▶ **Data entries**:
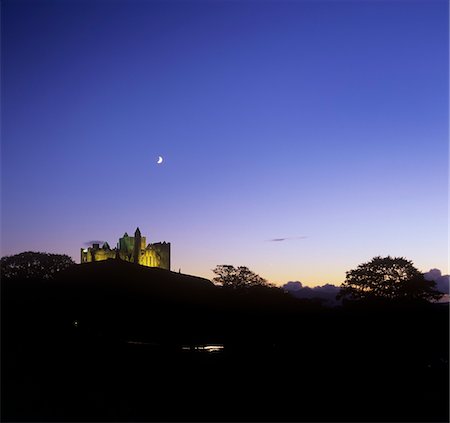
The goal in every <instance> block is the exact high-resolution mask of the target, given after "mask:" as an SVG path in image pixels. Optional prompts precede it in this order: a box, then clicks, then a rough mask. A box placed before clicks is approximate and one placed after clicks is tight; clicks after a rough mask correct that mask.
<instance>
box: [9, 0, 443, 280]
mask: <svg viewBox="0 0 450 423" xmlns="http://www.w3.org/2000/svg"><path fill="white" fill-rule="evenodd" d="M448 9H449V6H448V1H444V0H442V1H440V0H424V1H407V0H404V1H402V0H398V1H244V0H242V1H207V0H206V1H145V0H140V1H133V0H131V1H130V0H127V1H95V0H89V1H81V0H80V1H76V0H72V1H71V0H66V1H56V0H55V1H41V0H31V1H24V0H13V1H11V0H3V1H2V152H1V153H2V207H1V208H2V240H1V241H2V242H1V247H2V250H1V254H2V255H9V254H16V253H19V252H22V251H28V250H34V251H46V252H52V253H64V254H68V255H70V256H72V257H73V258H74V259H75V260H76V261H77V262H79V260H80V258H79V251H80V248H81V247H84V246H85V243H86V242H87V241H90V240H104V241H108V242H109V243H110V244H111V245H115V243H116V242H117V240H118V238H119V237H120V236H122V235H123V233H124V232H125V231H127V232H128V233H129V234H130V235H131V234H132V233H134V230H135V229H136V227H137V226H139V227H140V229H141V232H142V234H143V235H144V236H147V240H148V241H149V242H154V241H170V242H171V243H172V269H173V270H175V271H178V269H179V268H181V271H182V272H183V273H190V274H195V275H199V276H205V277H207V278H211V277H213V274H212V272H211V269H212V268H214V267H215V266H216V265H217V264H233V265H236V266H238V265H245V266H248V267H249V268H250V269H252V270H253V271H255V272H256V273H258V274H260V275H261V276H262V277H264V278H266V279H268V280H269V281H271V282H274V283H276V284H283V283H285V282H287V281H290V280H300V281H302V283H303V284H304V285H309V286H314V285H321V284H325V283H333V284H340V283H342V282H343V280H344V279H345V272H346V271H348V270H350V269H352V268H355V267H356V266H357V265H358V264H360V263H362V262H366V261H369V260H370V259H371V258H372V257H374V256H376V255H388V254H390V255H393V256H403V257H406V258H407V259H409V260H412V261H413V262H414V264H415V265H416V267H418V268H419V270H421V271H428V270H429V269H430V268H434V267H436V268H439V269H441V270H442V272H443V273H448V242H447V240H448V158H449V155H448V135H449V126H448V120H449V119H448V112H449V108H448V97H449V95H448V94H449V90H448V81H449V57H448V49H449V36H448V31H449V11H448ZM158 155H162V156H163V157H164V162H163V164H162V165H157V164H156V159H157V156H158ZM281 238H287V239H285V240H278V241H271V240H273V239H281Z"/></svg>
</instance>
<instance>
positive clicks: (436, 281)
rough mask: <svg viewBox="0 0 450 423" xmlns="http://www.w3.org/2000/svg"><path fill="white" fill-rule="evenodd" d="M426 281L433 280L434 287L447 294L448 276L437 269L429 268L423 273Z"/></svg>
mask: <svg viewBox="0 0 450 423" xmlns="http://www.w3.org/2000/svg"><path fill="white" fill-rule="evenodd" d="M423 276H424V278H425V279H426V280H427V281H435V282H436V289H437V290H438V291H439V292H442V293H444V294H449V285H450V276H449V275H443V274H442V273H441V271H440V270H439V269H431V270H430V271H429V272H426V273H424V274H423Z"/></svg>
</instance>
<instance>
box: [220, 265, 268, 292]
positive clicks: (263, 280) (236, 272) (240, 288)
mask: <svg viewBox="0 0 450 423" xmlns="http://www.w3.org/2000/svg"><path fill="white" fill-rule="evenodd" d="M213 272H214V273H215V274H216V275H217V276H216V277H215V278H213V281H214V283H215V284H216V285H221V286H223V287H224V288H233V289H241V288H251V287H255V286H264V287H270V286H271V285H270V284H269V283H268V282H267V281H266V280H265V279H263V278H262V277H261V276H259V275H257V274H256V273H254V272H252V271H251V270H250V269H249V268H248V267H245V266H239V267H234V266H231V265H229V264H221V265H218V266H216V267H215V269H213Z"/></svg>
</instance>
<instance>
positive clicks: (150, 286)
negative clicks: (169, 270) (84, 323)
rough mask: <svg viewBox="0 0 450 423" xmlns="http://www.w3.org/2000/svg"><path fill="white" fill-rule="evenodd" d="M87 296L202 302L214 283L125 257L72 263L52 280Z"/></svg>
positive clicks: (54, 284) (64, 286) (72, 291)
mask: <svg viewBox="0 0 450 423" xmlns="http://www.w3.org/2000/svg"><path fill="white" fill-rule="evenodd" d="M50 285H51V286H52V288H54V289H61V288H63V289H66V290H68V292H69V291H70V295H80V294H82V296H83V298H84V299H88V298H95V299H98V298H102V297H103V298H104V297H108V296H120V297H121V298H122V299H126V298H136V299H146V300H150V299H158V300H162V299H167V298H170V299H171V300H174V301H175V300H179V301H188V302H189V301H194V302H195V301H201V299H202V298H204V297H205V295H208V293H211V290H212V289H214V284H213V283H212V282H211V281H209V280H207V279H204V278H200V277H196V276H190V275H185V274H180V273H175V272H171V271H169V270H165V269H160V268H156V267H145V266H138V265H135V264H134V263H129V262H125V261H122V260H105V261H99V262H94V263H85V264H79V265H75V266H72V267H71V268H69V269H67V270H65V271H63V272H61V273H60V274H58V275H57V277H56V278H55V279H54V280H53V281H52V282H51V283H49V286H50Z"/></svg>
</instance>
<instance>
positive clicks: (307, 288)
mask: <svg viewBox="0 0 450 423" xmlns="http://www.w3.org/2000/svg"><path fill="white" fill-rule="evenodd" d="M281 288H282V289H283V290H284V291H286V292H288V293H289V294H291V295H292V296H293V297H295V298H302V299H309V300H311V299H319V300H322V301H323V303H324V305H328V306H336V305H339V304H341V301H340V300H339V301H338V300H336V295H337V294H338V292H339V290H340V288H339V287H338V286H336V285H331V284H329V283H327V284H325V285H322V286H315V287H313V288H310V287H309V286H305V287H304V286H303V284H302V283H301V282H300V281H290V282H287V283H285V284H284V285H283V286H282V287H281Z"/></svg>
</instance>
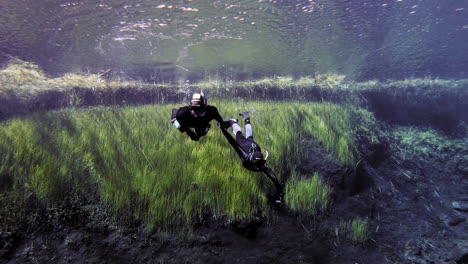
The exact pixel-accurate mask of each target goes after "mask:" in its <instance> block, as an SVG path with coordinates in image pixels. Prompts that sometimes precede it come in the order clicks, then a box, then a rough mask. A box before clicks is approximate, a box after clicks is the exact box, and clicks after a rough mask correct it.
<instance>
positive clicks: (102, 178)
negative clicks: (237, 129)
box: [0, 101, 354, 230]
mask: <svg viewBox="0 0 468 264" xmlns="http://www.w3.org/2000/svg"><path fill="white" fill-rule="evenodd" d="M213 104H214V105H218V108H219V109H220V111H221V114H222V116H223V117H224V118H225V119H228V118H233V117H238V113H239V112H242V111H245V110H250V111H251V113H252V118H251V119H252V125H253V127H254V133H255V139H256V141H257V142H258V143H259V144H260V145H261V146H262V148H263V149H268V151H269V152H270V158H269V159H268V163H269V165H270V166H271V167H272V168H273V170H274V171H275V173H276V174H277V175H278V176H279V178H280V180H281V181H283V182H284V181H287V180H288V177H289V175H290V174H291V171H293V170H294V168H295V166H296V164H298V163H299V162H300V160H301V158H302V157H303V151H304V150H303V149H301V141H300V140H302V139H304V138H313V139H315V140H316V142H317V144H323V145H324V146H328V147H327V149H329V150H330V151H331V152H333V153H335V155H336V157H337V159H340V160H341V161H342V162H343V163H345V164H348V161H349V160H352V159H353V157H352V156H350V157H345V156H343V155H342V154H340V153H342V152H343V151H342V150H340V148H341V145H340V144H349V145H346V146H345V149H348V150H351V149H354V146H353V143H352V141H351V140H350V139H348V136H349V134H350V127H347V124H348V123H347V122H346V121H343V120H342V119H346V118H347V110H346V109H345V108H343V107H339V106H332V105H326V104H312V103H309V104H299V103H275V104H272V103H269V102H255V103H247V102H226V101H221V102H213ZM173 107H179V106H176V105H164V106H163V105H156V106H144V107H125V108H112V107H111V108H104V107H97V108H88V109H79V110H73V109H68V110H62V111H56V112H49V113H44V114H36V115H34V116H33V117H31V118H28V119H24V120H10V121H8V122H5V123H3V124H2V125H1V126H0V152H1V153H2V155H1V157H0V178H2V179H5V180H4V181H5V182H11V184H9V186H6V187H5V188H2V190H1V192H3V193H7V192H14V191H19V190H21V189H24V188H28V189H31V190H32V192H33V193H34V194H35V195H36V196H37V197H38V198H39V199H40V200H42V201H46V202H47V203H54V202H55V201H58V200H60V199H62V198H63V197H64V196H67V195H70V194H71V193H81V194H83V195H89V193H93V194H94V193H96V192H97V194H96V195H97V197H100V198H101V199H102V200H103V201H104V202H106V203H108V204H109V205H110V206H111V207H112V208H113V209H114V212H115V214H116V216H117V217H122V218H125V217H130V219H141V220H143V221H144V222H145V223H146V224H147V226H148V227H149V228H151V229H157V230H174V229H181V228H182V229H183V228H190V227H191V226H192V225H193V224H194V223H196V222H199V221H202V220H203V219H205V218H206V217H209V216H213V215H214V216H215V217H224V216H226V217H227V218H229V219H231V220H242V219H249V218H252V217H255V216H268V214H269V213H270V206H269V205H268V202H267V200H268V199H267V195H269V194H274V186H273V185H272V184H271V182H270V180H269V179H268V178H267V177H265V176H264V175H263V174H261V173H253V172H249V171H247V170H245V169H244V168H243V167H242V166H241V162H240V160H239V159H238V157H237V154H236V153H235V151H234V150H232V148H231V146H230V145H229V144H228V142H227V141H226V140H225V138H224V137H223V135H222V133H221V132H220V131H219V129H218V128H217V127H216V125H215V122H214V121H213V122H212V128H211V131H210V132H209V133H208V135H207V136H206V137H203V138H202V139H201V140H200V141H199V142H193V141H191V140H190V139H189V137H187V136H186V135H185V134H181V133H180V132H179V131H177V130H176V129H175V128H173V127H172V124H171V122H170V113H171V109H172V108H173ZM328 111H336V112H337V113H335V114H332V113H329V112H328ZM319 121H320V122H319ZM312 122H319V123H320V125H318V126H315V125H310V124H309V123H312ZM241 125H242V122H241ZM327 134H328V135H327ZM343 138H345V139H346V140H343ZM340 142H341V143H340ZM346 153H348V154H352V152H346ZM350 164H352V163H350ZM313 179H314V178H313ZM2 182H3V180H2ZM93 186H97V187H96V188H97V189H93V188H94V187H93ZM292 192H295V191H292V190H291V193H292ZM300 195H302V193H301V192H300V191H298V197H299V196H300Z"/></svg>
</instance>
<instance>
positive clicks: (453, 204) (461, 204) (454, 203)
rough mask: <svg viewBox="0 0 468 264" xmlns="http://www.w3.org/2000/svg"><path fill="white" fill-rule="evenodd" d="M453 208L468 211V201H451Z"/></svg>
mask: <svg viewBox="0 0 468 264" xmlns="http://www.w3.org/2000/svg"><path fill="white" fill-rule="evenodd" d="M452 207H453V209H455V210H457V211H461V212H468V201H458V202H452Z"/></svg>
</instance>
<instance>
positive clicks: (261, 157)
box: [251, 151, 266, 168]
mask: <svg viewBox="0 0 468 264" xmlns="http://www.w3.org/2000/svg"><path fill="white" fill-rule="evenodd" d="M251 162H252V163H253V165H254V166H255V167H257V168H261V167H263V166H264V165H265V163H266V161H265V159H263V154H262V152H260V151H255V152H254V153H253V155H252V158H251Z"/></svg>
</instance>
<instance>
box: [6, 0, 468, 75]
mask: <svg viewBox="0 0 468 264" xmlns="http://www.w3.org/2000/svg"><path fill="white" fill-rule="evenodd" d="M0 13H1V15H0V44H1V46H0V59H1V61H3V62H4V61H6V60H7V58H8V56H18V57H20V58H22V59H25V60H29V61H35V62H37V63H39V64H40V65H41V66H42V67H44V68H45V69H46V70H47V71H48V72H49V73H50V74H62V73H64V72H70V71H90V72H97V71H101V70H105V69H107V68H112V69H113V71H114V73H115V74H116V75H119V76H126V77H131V78H139V79H143V80H146V81H152V82H162V81H169V82H185V81H187V80H189V81H196V80H200V79H221V80H224V81H229V80H243V79H251V78H259V77H263V76H272V75H292V76H305V75H314V74H316V73H323V72H338V73H341V74H345V75H347V76H348V77H349V78H350V79H374V78H380V79H387V78H408V77H425V76H431V77H441V78H465V77H467V75H468V70H467V68H468V49H467V48H466V43H468V3H467V2H466V1H464V0H447V1H438V0H426V1H423V0H377V1H365V0H357V1H356V0H353V1H351V0H336V1H331V0H308V1H307V0H302V1H299V0H287V1H286V0H285V1H279V0H269V1H267V0H255V1H254V0H249V1H248V0H242V1H230V0H219V1H208V0H184V1H150V0H133V1H116V0H112V1H103V0H87V1H61V0H60V1H59V0H40V1H38V0H2V1H1V2H0Z"/></svg>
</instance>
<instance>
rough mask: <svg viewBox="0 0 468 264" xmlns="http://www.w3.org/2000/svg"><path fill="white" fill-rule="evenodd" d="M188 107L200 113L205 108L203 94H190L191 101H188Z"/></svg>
mask: <svg viewBox="0 0 468 264" xmlns="http://www.w3.org/2000/svg"><path fill="white" fill-rule="evenodd" d="M190 109H191V110H192V111H194V112H195V113H201V112H203V111H204V110H205V101H204V100H203V95H201V94H199V93H195V94H193V96H192V101H191V102H190Z"/></svg>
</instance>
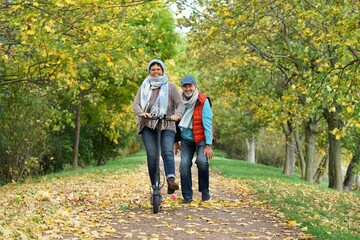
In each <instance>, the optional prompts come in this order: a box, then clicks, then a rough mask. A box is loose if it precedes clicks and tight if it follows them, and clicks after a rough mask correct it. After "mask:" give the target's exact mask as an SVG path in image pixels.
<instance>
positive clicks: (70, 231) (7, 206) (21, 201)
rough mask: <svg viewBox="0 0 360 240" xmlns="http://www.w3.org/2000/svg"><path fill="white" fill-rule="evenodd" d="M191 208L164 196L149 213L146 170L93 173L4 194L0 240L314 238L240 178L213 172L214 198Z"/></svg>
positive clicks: (59, 178)
mask: <svg viewBox="0 0 360 240" xmlns="http://www.w3.org/2000/svg"><path fill="white" fill-rule="evenodd" d="M193 170H194V175H193V176H194V184H193V185H194V191H195V196H194V197H195V198H194V201H193V203H192V204H190V205H182V204H181V200H182V199H181V193H180V191H177V192H176V194H175V196H177V197H176V198H175V199H173V198H174V196H170V195H168V194H166V187H165V188H164V190H163V191H162V192H163V204H162V208H161V210H160V212H159V213H158V214H153V213H152V212H151V205H150V187H149V178H148V175H147V169H146V166H142V167H141V168H140V169H139V170H138V171H136V172H131V173H129V172H126V173H125V172H123V171H121V172H120V171H119V172H115V173H114V172H109V173H103V174H97V173H88V174H82V175H80V174H79V175H78V176H71V177H59V178H57V179H54V178H51V179H48V178H42V180H39V181H37V182H35V181H32V182H27V183H25V184H8V185H6V186H4V187H3V188H1V189H0V201H1V202H0V238H1V239H309V238H310V237H309V236H306V235H305V234H304V233H302V230H301V229H299V227H297V223H296V222H295V221H287V220H286V219H284V218H283V217H282V216H281V214H279V213H276V212H274V211H272V210H270V209H268V208H267V207H266V205H264V204H262V203H260V202H256V201H255V200H254V199H253V198H252V196H251V194H250V191H249V189H247V187H246V186H245V185H244V184H243V183H241V182H240V181H238V180H228V179H225V178H222V177H221V176H219V175H216V174H214V173H211V179H210V186H211V193H212V200H211V201H210V202H207V203H203V202H201V200H200V197H201V196H200V194H199V193H198V192H197V191H196V187H197V181H196V179H197V177H196V176H197V174H196V166H193Z"/></svg>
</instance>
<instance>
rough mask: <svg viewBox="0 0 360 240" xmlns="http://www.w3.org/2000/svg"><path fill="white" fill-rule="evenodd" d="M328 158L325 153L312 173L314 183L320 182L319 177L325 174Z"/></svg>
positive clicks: (320, 181)
mask: <svg viewBox="0 0 360 240" xmlns="http://www.w3.org/2000/svg"><path fill="white" fill-rule="evenodd" d="M328 159H329V155H328V153H326V154H325V155H324V157H323V158H322V159H321V162H320V164H319V167H318V169H317V170H316V172H315V175H314V181H315V183H320V182H321V179H322V178H323V176H324V174H325V171H326V166H327V164H328Z"/></svg>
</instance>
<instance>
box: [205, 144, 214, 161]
mask: <svg viewBox="0 0 360 240" xmlns="http://www.w3.org/2000/svg"><path fill="white" fill-rule="evenodd" d="M204 156H206V158H207V159H208V160H211V159H212V158H213V157H214V152H213V151H212V147H211V146H210V145H206V146H205V149H204Z"/></svg>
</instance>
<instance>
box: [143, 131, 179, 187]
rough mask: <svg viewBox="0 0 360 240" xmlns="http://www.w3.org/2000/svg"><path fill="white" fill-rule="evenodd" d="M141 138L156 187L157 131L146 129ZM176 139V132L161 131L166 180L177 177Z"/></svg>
mask: <svg viewBox="0 0 360 240" xmlns="http://www.w3.org/2000/svg"><path fill="white" fill-rule="evenodd" d="M141 136H142V139H143V142H144V145H145V150H146V157H147V165H148V171H149V176H150V181H151V185H152V186H154V185H155V174H156V158H157V156H156V142H157V130H156V129H151V128H148V127H145V128H144V129H143V131H142V132H141ZM174 139H175V132H174V131H171V130H162V131H161V142H160V148H161V156H162V159H163V162H164V168H165V175H166V179H168V178H169V177H175V160H174Z"/></svg>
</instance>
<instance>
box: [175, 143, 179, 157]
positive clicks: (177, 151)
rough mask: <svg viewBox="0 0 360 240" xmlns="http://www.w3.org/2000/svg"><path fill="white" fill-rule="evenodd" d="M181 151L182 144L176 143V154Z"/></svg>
mask: <svg viewBox="0 0 360 240" xmlns="http://www.w3.org/2000/svg"><path fill="white" fill-rule="evenodd" d="M179 151H180V143H178V142H177V143H174V154H175V155H176V154H178V152H179Z"/></svg>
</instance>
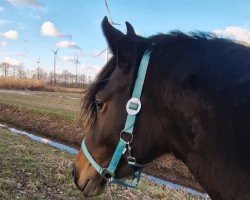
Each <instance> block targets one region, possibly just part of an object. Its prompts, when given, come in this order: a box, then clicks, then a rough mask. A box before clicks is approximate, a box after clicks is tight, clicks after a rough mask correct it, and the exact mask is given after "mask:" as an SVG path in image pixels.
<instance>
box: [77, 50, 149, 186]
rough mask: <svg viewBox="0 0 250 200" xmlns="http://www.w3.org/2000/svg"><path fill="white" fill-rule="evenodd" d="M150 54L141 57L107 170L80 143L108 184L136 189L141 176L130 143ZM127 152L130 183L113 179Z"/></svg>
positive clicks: (87, 157) (92, 162) (134, 124)
mask: <svg viewBox="0 0 250 200" xmlns="http://www.w3.org/2000/svg"><path fill="white" fill-rule="evenodd" d="M150 54H151V52H150V51H146V52H145V53H144V55H143V57H142V60H141V63H140V66H139V69H138V75H137V78H136V81H135V86H134V90H133V94H132V97H131V99H130V100H129V101H128V103H127V105H126V110H127V113H128V115H127V119H126V123H125V126H124V129H123V130H122V131H121V133H120V140H119V142H118V145H117V147H116V149H115V152H114V154H113V156H112V159H111V161H110V164H109V166H108V168H103V167H101V166H100V165H99V164H98V163H97V162H96V161H95V160H94V158H93V157H92V156H91V154H90V153H89V151H88V149H87V147H86V144H85V139H84V140H83V141H82V151H83V153H84V155H85V156H86V158H87V159H88V161H89V162H90V164H91V165H92V166H93V168H94V169H95V170H96V171H97V172H98V173H99V174H100V175H102V176H103V177H104V178H105V179H107V180H108V181H109V182H111V183H116V184H119V185H123V186H125V187H129V188H137V186H138V183H139V180H140V176H141V171H142V167H143V166H144V165H141V164H138V163H136V159H135V158H134V157H133V156H132V155H131V147H130V143H131V142H132V141H133V130H134V125H135V120H136V115H137V114H138V113H139V111H140V109H141V101H140V97H141V93H142V88H143V85H144V80H145V76H146V73H147V68H148V63H149V59H150ZM125 133H127V134H130V136H131V140H130V141H128V142H127V141H125V140H124V139H123V137H122V136H123V134H125ZM127 151H128V154H129V156H127V162H128V165H130V166H132V167H134V169H135V172H134V176H133V178H134V179H133V180H132V182H127V181H124V180H122V179H116V178H114V176H115V170H116V168H117V166H118V164H119V161H120V159H121V157H122V155H123V154H125V152H127ZM138 169H139V170H138Z"/></svg>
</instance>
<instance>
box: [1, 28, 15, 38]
mask: <svg viewBox="0 0 250 200" xmlns="http://www.w3.org/2000/svg"><path fill="white" fill-rule="evenodd" d="M2 36H3V37H5V38H6V39H11V40H16V39H17V38H18V32H17V31H15V30H9V31H7V32H5V33H3V34H2Z"/></svg>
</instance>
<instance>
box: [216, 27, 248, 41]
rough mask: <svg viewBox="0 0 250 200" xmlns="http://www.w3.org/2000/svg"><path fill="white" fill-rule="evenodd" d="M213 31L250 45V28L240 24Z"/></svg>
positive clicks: (221, 35)
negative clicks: (239, 25) (238, 25)
mask: <svg viewBox="0 0 250 200" xmlns="http://www.w3.org/2000/svg"><path fill="white" fill-rule="evenodd" d="M213 32H214V33H215V34H216V35H218V36H222V37H228V38H230V39H233V40H236V41H238V42H241V43H244V44H247V45H250V30H249V29H246V28H242V27H238V26H229V27H226V28H225V29H215V30H213Z"/></svg>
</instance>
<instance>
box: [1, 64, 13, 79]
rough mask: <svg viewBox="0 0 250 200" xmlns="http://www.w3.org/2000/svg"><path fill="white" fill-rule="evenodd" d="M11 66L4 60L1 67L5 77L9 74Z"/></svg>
mask: <svg viewBox="0 0 250 200" xmlns="http://www.w3.org/2000/svg"><path fill="white" fill-rule="evenodd" d="M10 68H11V65H10V64H9V63H7V62H2V63H1V64H0V69H1V71H2V73H3V75H4V76H5V77H7V76H8V75H9V71H10Z"/></svg>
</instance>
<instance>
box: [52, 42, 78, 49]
mask: <svg viewBox="0 0 250 200" xmlns="http://www.w3.org/2000/svg"><path fill="white" fill-rule="evenodd" d="M56 46H57V47H59V48H71V49H80V47H79V46H78V45H77V44H76V43H75V42H70V41H65V40H64V41H61V42H58V43H57V44H56Z"/></svg>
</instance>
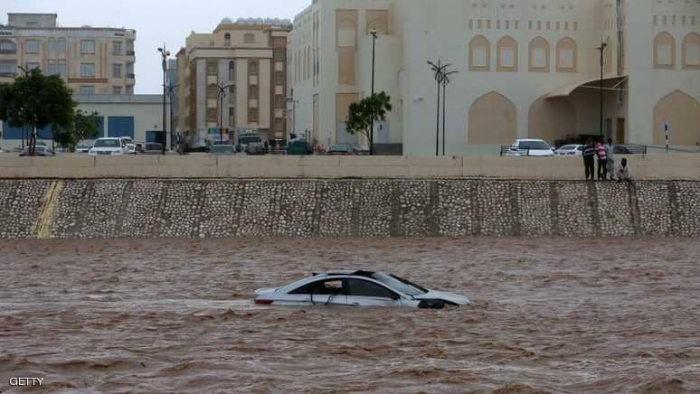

▶ **Your objective**:
Restate word for word the entries above, starting at the line with "Each <instance> block" and ending at the line with "54L141 57L107 170L80", inclusive, and no others.

▶ **Output**:
Each <instance> block targets one region, possibly just part of an object. Its prompts, when given, come in this order: a box, then clicks, then a rough mask. A box before clicks is approximate, a box after clicks is tight, clicks after a rough mask correct it, and the exact mask is given after "mask:" as an SVG path in image pixels.
<instance>
box: [77, 50, 149, 186]
rough mask: <svg viewBox="0 0 250 200" xmlns="http://www.w3.org/2000/svg"><path fill="white" fill-rule="evenodd" d="M150 54L141 57L107 170L80 143L108 184L136 189L141 176L130 143ZM127 152L130 183L113 179Z"/></svg>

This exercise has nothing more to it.